◆ **SOURCE PASSAGE**:

BEGIN

By The Weekly Vision Team
Kenya’s senior civil servants are in panic mode after the Ethics and Anti-Corruption Commission (EACC) raised a red flag over the operation of illegal foreign bank accounts. Article 76(2)(a) of the Constitution, as read together with Section 19 of the Leadership and Integrity Act and Regulation 14 of the Leadership and Integrity 2015, provides that a state officer shall not open or continue to operate a bank account outside Kenya without the approval of EACC.
Investigations reveal that several civil servants do operate foreign bank accounts and have failed to declare them. A source told The Weekly Vision that EACC has released a memo giving a deadline for the declaration of such accounts. However, the directive has not been complied with, forcing EACC boss Twalib Mbarak to write to the head of the public service, Felix Koskei, accusing state officers of failing to declare foreign bank accounts they operate.
According to Mr. Mbarak, it is a mandatory requirement, but most state officers have not complied with the law. He warned of dire consequences if they ignored the directive. However, it has been noticed that only officials working as diplomats on foreign missions have complied with the constitutional requirement.

END

◆ **DATA BLOCK**:
BEGIN

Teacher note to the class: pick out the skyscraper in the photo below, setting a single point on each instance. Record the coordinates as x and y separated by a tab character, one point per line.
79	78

END

◆ **TASK SET**:
A. According to the report on Kenyan state officers' foreign bank accounts, which officials have complied with the constitutional requirement?
B. Supply the next part of the report on Kenyan state officers' undeclared foreign bank accounts, picking up after its final sentence.
The material has no role in this exercise.

◆ **ANSWERS TO THE EXERCISES**:
A. Only officials working as diplomats on foreign missions have complied.

B.
“The Commission is concerned that compliance with the above mandatory requirements has, to a large extent, not been complied with by state and public officers, save for those in diplomatic missions abroad,” Mbarak said in the letter dated September 22, 2023. According to EACC, the requirement applies to all bank accounts outside Kenya opened by or controlled by a state or public officer, including for temporary purposes such as facilitation of travel, education, or medical treatment, whether for the officer or any other person, as long as it is the officer opening or controlling the bank account.
According to EACC, the account holder is required to submit annual bank account statements to EACC not later than January 31st of each succeeding year and, upon closure, to notify and furnish EACC with evidence of such closure within thirty days. The state officers who have failed to comply are liable to imprisonment for a term not exceeding five years, a fine not exceeding five million shillings, or both.
Sources say several state officers who operate such accounts and have failed to declare are panicking since EAC has the capacity and authority to trace such accounts and bring the owners to book.
Some are said to have decided to let go of such accounts plus the amounts held over the fear of declaring the source of such funds. It has been discovered that some state officers use such accounts to transact illegal business or to receive hefty kickbacks. With EACC now on their heels, such undeclared accounts shall be closed and funds therein forfeited to the state through the Assets Recovery Agency. They could also be declared proceeds of crime and money laundering.